- _Énoncé 1_
Résume en deux phrases l'extrait sur l'année 2001 des Bleus.
- _Énoncé 2_
Combien de lignes des enregistrements contiennent la chaîne « helmet » ? Tiens compte des majuscules et des minuscules et donne seulement le nombre.

- _Extrait fourni_
# # # # #
2001, une année dans le siècle

Publié le 11 décembre 2011 - Bruno Colombari

C’est l’année du 11 Septembre que les Bleus ont battu leurs records de distance en avion, avec des voyages au Japon, en Australie et au Chili. C’est aussi en 2001 qu’ils ont disputé le match le plus court de l’histoire contre l’Algérie. Et qu’ils ont sans doute atteint un sommet contre le Portugal.

6 minutes de lecture

Le contexte historique

JPEG - 58.3 kioL’année 2001 restera bien sûr dans l’histoire pour une date, le 11 septembre, jour de l’attaque de quatre commandos terroristes contre les Etats-Unis. Mais le sort de l’Afghanistan s’est sans doute joué deux jours plus tôt avec l’assassinat du commandant Massoud, bien avant l’offensive menée par les Etats-Unis en octobre et novembre 2001. En Algérie, des émeutes violemment réprimées éclatent en Kabylie avant qu’une coulée de boue et des inondations ne fassent 900 morts en novembre.

En France, la précampagne présidentielle prend le virage de l’insécurité qui amènera Le Pen au second tour en 2002. Le 21 septembre, l’explosion de l’usine AZF à Toulouse fait 30 morts. Charles Trenet meurt à 87 ans. Fred Vargas publie son roman sur la peste, Pars vite et reviens tard, Marjane Satrapi présente le deuxième tome de Persepolis et David Lynch sort un film inclassable et troublant, Mulholland Drive.

Le contexte sportif

Après une année 2000 riche en émotions, les Bleus se retrouvent, comme en 1983 et en 1997, avec une année peuplée de matches amicaux et d’un tournoi sous-côté (la coupe des Confédérations). Avec une différence de taille : l’équipe de France est désormais la meilleure du monde, et doit supporter le statut de grand favori pour l’édition 2002. Le football de clubs, lui, n’est pas au mieux : ni Lyon, ni le PSG, ni le champion de France Monaco ne sortent de la phase de poules alors que le FC Nantes de Raynald Denoueix survole le championnat.
# # # # #
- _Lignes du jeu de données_
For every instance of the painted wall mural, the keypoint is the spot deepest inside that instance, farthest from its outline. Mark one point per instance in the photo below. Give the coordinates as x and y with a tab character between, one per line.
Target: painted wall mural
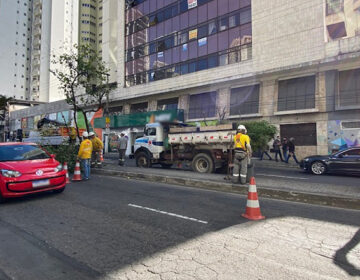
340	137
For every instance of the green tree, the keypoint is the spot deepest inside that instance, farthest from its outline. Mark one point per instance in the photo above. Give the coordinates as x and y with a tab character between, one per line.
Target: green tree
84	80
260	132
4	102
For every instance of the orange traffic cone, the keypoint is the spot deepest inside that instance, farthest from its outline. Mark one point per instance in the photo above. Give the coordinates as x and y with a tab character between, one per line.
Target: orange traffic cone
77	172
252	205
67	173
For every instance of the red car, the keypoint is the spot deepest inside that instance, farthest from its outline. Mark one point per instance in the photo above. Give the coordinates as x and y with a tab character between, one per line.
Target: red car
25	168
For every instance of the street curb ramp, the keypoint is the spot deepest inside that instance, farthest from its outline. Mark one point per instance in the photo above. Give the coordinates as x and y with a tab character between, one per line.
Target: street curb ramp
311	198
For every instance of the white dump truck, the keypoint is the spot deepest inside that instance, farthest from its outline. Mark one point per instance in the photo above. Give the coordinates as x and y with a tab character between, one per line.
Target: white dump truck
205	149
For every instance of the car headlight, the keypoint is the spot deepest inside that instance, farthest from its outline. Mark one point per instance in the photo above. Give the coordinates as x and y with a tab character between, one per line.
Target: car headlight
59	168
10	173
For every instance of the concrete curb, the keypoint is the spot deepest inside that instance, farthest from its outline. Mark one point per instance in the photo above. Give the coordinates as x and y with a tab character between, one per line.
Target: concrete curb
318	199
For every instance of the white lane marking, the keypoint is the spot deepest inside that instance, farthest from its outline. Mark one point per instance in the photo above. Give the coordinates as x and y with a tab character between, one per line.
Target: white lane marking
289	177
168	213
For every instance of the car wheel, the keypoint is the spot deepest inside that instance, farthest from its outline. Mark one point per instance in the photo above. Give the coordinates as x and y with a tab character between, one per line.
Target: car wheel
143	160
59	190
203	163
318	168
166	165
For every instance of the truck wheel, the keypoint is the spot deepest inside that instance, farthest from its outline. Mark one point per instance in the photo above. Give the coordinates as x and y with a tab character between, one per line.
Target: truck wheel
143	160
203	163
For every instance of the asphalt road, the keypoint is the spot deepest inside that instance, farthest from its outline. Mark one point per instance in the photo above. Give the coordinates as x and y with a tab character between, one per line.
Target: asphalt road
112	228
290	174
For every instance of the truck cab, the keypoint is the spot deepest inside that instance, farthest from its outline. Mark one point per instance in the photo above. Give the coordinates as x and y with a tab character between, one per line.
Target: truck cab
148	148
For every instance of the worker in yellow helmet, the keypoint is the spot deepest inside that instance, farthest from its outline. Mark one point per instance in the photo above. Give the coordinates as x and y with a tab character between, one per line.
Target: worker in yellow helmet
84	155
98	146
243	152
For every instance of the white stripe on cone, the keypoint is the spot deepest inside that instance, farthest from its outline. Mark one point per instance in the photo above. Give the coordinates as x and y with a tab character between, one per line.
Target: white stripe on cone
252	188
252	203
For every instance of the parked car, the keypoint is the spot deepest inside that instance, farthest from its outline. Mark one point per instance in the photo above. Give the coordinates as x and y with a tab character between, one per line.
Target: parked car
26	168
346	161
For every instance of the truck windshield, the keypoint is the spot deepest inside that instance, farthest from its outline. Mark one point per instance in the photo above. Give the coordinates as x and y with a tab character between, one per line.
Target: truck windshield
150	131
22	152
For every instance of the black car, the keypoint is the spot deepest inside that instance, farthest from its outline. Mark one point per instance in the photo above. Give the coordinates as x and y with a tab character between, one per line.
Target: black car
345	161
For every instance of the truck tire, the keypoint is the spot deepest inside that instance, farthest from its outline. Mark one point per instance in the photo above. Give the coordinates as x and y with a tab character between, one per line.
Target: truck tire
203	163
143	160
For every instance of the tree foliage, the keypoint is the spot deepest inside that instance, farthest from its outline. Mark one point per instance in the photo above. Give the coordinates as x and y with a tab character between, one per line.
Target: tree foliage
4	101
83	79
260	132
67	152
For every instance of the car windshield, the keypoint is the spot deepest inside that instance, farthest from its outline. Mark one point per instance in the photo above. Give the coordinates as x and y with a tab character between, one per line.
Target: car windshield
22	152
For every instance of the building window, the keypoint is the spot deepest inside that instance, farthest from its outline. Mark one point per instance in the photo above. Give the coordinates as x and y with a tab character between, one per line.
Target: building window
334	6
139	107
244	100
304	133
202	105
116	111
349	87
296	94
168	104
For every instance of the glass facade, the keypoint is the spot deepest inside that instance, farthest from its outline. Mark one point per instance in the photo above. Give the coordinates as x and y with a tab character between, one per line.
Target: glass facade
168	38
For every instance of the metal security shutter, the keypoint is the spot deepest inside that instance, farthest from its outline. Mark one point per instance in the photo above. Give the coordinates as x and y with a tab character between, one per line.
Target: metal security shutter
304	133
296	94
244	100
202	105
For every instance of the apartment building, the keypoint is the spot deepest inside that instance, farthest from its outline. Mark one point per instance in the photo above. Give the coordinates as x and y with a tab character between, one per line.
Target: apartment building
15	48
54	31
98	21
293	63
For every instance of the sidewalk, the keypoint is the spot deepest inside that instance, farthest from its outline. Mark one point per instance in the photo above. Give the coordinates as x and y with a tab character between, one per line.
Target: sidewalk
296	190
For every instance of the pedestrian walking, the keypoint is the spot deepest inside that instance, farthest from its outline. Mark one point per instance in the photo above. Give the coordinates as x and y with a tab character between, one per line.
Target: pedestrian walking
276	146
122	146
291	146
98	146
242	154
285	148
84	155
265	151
# # # # #
- _Réponse 1_
En 2001, année du 11 septembre, de l'assassinat du commandant Massoud et de l'explosion de l'usine AZF à Toulouse, les Bleus ont battu leurs records de distance en avion avec des voyages au Japon, en Australie et au Chili, et ont joué contre l'Algérie le match le plus court de leur histoire. Devenue la meilleure équipe du monde, l'équipe de France a enchaîné les matches amicaux et la coupe des Confédérations avec le statut de grand favori pour 2002, alors que ni Lyon, ni le PSG, ni Monaco ne sortaient de la phase de poules.

- _Réponse 2_
2